Given problem: In the article below on Nicole Miller's omnichannel experience, why did the company bring its ecommerce site in-house, and what did its new CRM platform allow it to do?
** begin Passage given **
Nicole Miller Fashions a Rewarding Omnichannel Experience

Charles Darwin could have been writing about the retail industry when he penned his famous quote, “It is not the strongest of the species that survives, nor the most intelligent, but the one most responsive to change.” In recent years, change has been practically the only constant in an economic and technological climate that has wreaked havoc on — or even eliminated — more than a few longtime retail industry stalwarts.

Many apparel retailers are doubling down their efforts on loyalty as a means of remaining not just relevant to core customers but also competitive in attracting new shoppers. Despite the interest and activity in loyalty, however, a great number of programs remain undifferentiated, uninspired and un- (or under-) productive. According to EKN’s Customer Loyalty in Retail report, the average American household holds memberships in 18 different loyalty programs, in some sense obfuscating the very notion of loyalty itself.

While loyalty is inherently an emotional concept — SAS research shows that 82 percent of consumers are more likely to purchase from a brand for which they feel an emotional connection — a large number of retailers’ loyalty efforts remain by their very nature transactional: you give me your money, and I’ll give you some combination of points, discounts or promotions as a reward. (Yawn.) And with many shoppers pressed for cash these days, it can be difficult for consumers to justify the brand premium attached to, say, their preferred pair of jeans at a favorite retailer, especially when the very same item is available elsewhere for significantly less (ahem, Amazon, eBay, Gilt) according to the EKN report.

It’s fair to say that brands and retailers now are looking to capture and keep their customers by improving the shopping experience across the board, and omnichannel has become a formidable weapon in the customer experience arsenal. “Omnichannel has evolved into being customer-centric versus channel-centric,” Angela Sanfilippo, CMO for multichannel engagement platform PunchTab, said in a recent webinar for Loyalty360. “So it’s really about creating a very relevant and consistent experience across whichever channel a consumer may be engaging with you on.”

Silos, begone
Breaking down silos across the enterprise is one giant leap forward for iconic American fashion brand Nicole Miller, which often dresses celebrities including Jessica Simpson, Angelina Jolie and Halle Berry and operates three boutiques in addition to its wholesale and ecommerce businesses. The company chose the Darwinian route of adapting to today’s shifting times and earlier this year relaunched its ecommerce site, bringing it in-house from a third-party provider to create a more robust and customer-friendly experience.

Nicole Miller also rolled out Capillary Technologies’ CRM platform, which essentially talks to both the Magento ecommerce platform and the boutiques’ Retail Pro store software so that the company has a better view of customer data in its various channels.

With ecommerce now integrated into physical store operations, customers can more easily transact in the channels of their choosing. “The ecommerce business was very disjointed from retail,” says director of ecommerce and retail Andrea Marron. “Our goal is to tie ecommerce and retail closely together, not only in terms of our business strategy but also in terms of data.
** end Passage given **
** begin Data excerpts **
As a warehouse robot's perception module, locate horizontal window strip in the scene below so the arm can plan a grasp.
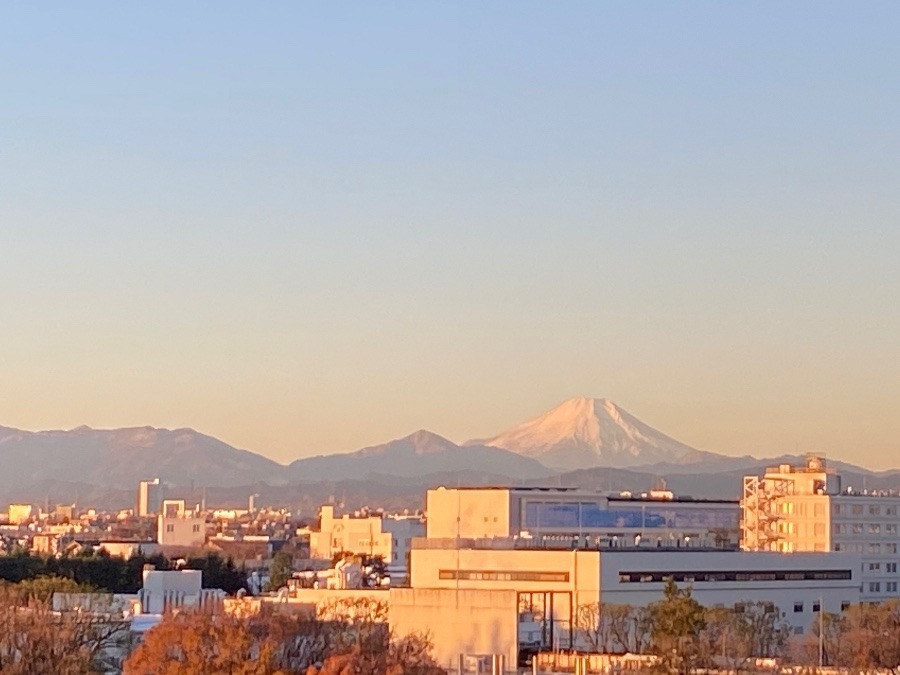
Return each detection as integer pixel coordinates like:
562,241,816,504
438,570,569,583
619,570,853,584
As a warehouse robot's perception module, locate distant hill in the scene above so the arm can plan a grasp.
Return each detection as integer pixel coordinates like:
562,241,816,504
289,430,553,482
0,427,285,494
469,398,733,470
0,398,900,514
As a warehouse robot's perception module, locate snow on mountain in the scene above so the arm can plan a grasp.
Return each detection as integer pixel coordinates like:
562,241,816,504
469,398,721,470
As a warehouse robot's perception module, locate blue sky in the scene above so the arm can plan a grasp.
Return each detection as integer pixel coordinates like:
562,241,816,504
0,2,900,467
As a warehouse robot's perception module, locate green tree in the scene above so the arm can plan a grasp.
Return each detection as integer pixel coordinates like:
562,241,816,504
649,578,706,673
269,551,294,591
13,576,97,604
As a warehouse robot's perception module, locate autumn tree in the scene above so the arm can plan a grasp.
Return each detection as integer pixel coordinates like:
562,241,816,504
124,599,443,675
0,584,130,675
124,611,277,675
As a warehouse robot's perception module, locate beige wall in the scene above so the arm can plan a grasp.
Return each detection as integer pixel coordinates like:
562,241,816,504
390,588,518,668
156,516,206,546
309,506,402,563
410,548,600,615
425,487,518,539
9,504,34,525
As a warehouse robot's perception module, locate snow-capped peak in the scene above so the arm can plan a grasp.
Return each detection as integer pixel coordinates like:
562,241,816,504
471,397,716,469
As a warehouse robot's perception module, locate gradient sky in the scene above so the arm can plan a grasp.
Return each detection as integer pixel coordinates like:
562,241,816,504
0,0,900,468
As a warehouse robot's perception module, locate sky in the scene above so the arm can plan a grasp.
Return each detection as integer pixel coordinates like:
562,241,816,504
0,0,900,468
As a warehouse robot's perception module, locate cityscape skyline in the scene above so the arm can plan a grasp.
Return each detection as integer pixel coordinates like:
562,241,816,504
0,3,900,469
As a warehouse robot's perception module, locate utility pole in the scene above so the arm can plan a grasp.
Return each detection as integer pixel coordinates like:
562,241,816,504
819,595,825,668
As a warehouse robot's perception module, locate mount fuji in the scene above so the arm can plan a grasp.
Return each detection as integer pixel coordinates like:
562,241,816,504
468,398,723,470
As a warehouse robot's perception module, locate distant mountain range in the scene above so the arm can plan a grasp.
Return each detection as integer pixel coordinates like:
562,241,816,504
0,398,900,510
288,430,554,481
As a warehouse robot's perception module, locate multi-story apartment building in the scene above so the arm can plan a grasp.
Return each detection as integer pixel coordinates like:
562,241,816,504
156,499,206,547
741,455,900,601
309,506,425,572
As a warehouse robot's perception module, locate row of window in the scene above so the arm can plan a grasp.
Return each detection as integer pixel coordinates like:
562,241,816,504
834,542,897,555
832,504,897,516
832,523,897,534
619,570,852,584
869,581,897,593
438,570,569,583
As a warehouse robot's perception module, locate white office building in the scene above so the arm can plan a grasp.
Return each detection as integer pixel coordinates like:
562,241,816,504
741,455,900,601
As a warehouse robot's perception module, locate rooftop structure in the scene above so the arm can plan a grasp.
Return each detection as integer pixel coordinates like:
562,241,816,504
309,506,425,573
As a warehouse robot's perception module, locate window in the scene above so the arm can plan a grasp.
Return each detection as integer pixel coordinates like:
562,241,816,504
438,570,569,583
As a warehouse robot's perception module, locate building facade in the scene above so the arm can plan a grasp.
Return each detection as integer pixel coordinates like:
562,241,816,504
136,478,164,518
309,506,425,572
426,487,740,549
741,455,900,601
156,499,206,547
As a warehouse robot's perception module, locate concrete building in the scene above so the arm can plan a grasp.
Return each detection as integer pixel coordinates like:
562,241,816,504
135,478,164,518
137,569,225,614
426,487,740,549
156,499,206,547
309,506,425,572
97,539,162,560
7,504,37,525
410,540,860,648
741,455,900,601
** end Data excerpts **
Answer to the exercise: Nicole Miller relaunched its ecommerce site in-house, moving it from a third-party provider, to create a more robust and customer-friendly experience. The Capillary Technologies CRM platform communicates with both the Magento ecommerce platform and the boutiques' Retail Pro store software. This gives the company a better view of customer data across its various channels.